• [TEXTE CITÉ]
********************

Dans ce jugement, le procureur a tout fait pour ramener l’affaire « à ses proportions ». Une manière d’évacuer les éléments de contexte donnés plus haut. Conclusion : deux villageois, le boulanger Lucien Straboni, 50 ans, et l’employé de mairie, Pierre Baldi, 22 ans condamnés respectivement à un an et huit mois de prison de sursis pour coup et blessures à l’encontre de Jamal Benhaddou alors que celui-ci était au sol puis sur une civière de pompier ; deux ans de prison fermes pour Mustapha Benhaddou, 33 ans pour violence avec arme (le couteau servant à la découpe de la pastèque) et 6 mois de sursis pour ses deux frères, Abdelillah et Jamal.

Clairement, la justice et les parties ont fait tout pour évacuer la dimension raciste de l’événement. Pour éviter une nouvelle contestation et une émeute à la sortie du tribunal devant lequel des centaines de Siscais et de « Corses » étaient massés et assurer un retour au calme ? Très certainement. Mais lorsque la participation d’une centaine de personne à un lynchage collectif passe en toute impunité et que le maire de la commune dit son « soulagement » à l’issue d’un tel « procès », on peut véritablement se demander combien de temps le « calme » va tenir.

********************

• [ENTRÉES BRUTES]
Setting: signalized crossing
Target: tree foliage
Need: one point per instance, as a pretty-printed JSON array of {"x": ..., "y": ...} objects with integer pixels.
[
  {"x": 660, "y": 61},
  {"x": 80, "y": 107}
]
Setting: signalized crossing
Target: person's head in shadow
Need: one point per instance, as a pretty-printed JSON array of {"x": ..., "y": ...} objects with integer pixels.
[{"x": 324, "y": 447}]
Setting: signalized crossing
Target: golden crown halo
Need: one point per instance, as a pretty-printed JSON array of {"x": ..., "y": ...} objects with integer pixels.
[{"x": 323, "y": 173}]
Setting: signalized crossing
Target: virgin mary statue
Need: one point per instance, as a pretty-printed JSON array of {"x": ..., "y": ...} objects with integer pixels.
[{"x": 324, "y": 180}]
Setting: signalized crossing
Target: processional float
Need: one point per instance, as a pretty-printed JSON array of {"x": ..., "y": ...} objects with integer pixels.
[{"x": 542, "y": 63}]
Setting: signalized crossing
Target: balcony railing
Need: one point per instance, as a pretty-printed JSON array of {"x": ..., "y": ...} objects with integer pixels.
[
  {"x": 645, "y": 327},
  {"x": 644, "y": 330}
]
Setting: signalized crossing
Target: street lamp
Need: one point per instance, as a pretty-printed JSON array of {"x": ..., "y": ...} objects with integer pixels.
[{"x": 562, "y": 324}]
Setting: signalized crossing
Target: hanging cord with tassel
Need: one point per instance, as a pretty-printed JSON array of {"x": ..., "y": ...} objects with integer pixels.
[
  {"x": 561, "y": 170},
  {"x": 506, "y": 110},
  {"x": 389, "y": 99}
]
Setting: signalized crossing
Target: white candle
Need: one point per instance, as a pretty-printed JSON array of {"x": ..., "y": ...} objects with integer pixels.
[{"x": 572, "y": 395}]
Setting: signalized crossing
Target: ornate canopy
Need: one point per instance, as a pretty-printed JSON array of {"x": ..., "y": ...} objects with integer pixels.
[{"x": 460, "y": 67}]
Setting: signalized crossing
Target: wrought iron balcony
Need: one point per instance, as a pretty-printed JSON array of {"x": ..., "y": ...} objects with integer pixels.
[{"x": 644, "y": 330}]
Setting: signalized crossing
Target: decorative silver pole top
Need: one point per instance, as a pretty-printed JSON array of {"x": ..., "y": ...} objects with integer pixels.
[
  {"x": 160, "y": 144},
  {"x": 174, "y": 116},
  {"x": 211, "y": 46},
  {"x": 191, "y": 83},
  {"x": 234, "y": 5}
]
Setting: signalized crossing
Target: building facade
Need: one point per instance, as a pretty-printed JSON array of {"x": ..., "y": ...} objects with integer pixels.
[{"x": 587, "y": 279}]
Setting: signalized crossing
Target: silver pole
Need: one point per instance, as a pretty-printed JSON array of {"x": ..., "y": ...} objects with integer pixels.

********************

• [CONSIGNES À EXÉCUTER]
[1] Les affirmations suivantes concordent-elles avec le texte cité ? (a) Le boulanger Lucien Straboni a 50 ans. (b) Mustapha Benhaddou a été condamné à six mois de sursis. (c) Pierre Baldi est employé de mairie. Pour chacune, répondez par oui ou non en citant les mots décisifs du texte.
[2] Renvoyez tel quel le passage du texte cité qui débute aux mots « Dans ce jugement, le » et s’achève après les mots « Abdelillah et Jamal. ».

• [RÉPONSES AUX CONSIGNES]
[1]
(a) Oui : « le boulanger Lucien Straboni, 50 ans ».
(b) Non : « deux ans de prison fermes pour Mustapha Benhaddou ».
(c) Oui : « l’employé de mairie, Pierre Baldi, 22 ans ».

[2]
Dans ce jugement, le procureur a tout fait pour ramener l’affaire « à ses proportions ». Une manière d’évacuer les éléments de contexte donnés plus haut. Conclusion : deux villageois, le boulanger Lucien Straboni, 50 ans, et l’employé de mairie, Pierre Baldi, 22 ans condamnés respectivement à un an et huit mois de prison de sursis pour coup et blessures à l’encontre de Jamal Benhaddou alors que celui-ci était au sol puis sur une civière de pompier ; deux ans de prison fermes pour Mustapha Benhaddou, 33 ans pour violence avec arme (le couteau servant à la découpe de la pastèque) et 6 mois de sursis pour ses deux frères, Abdelillah et Jamal.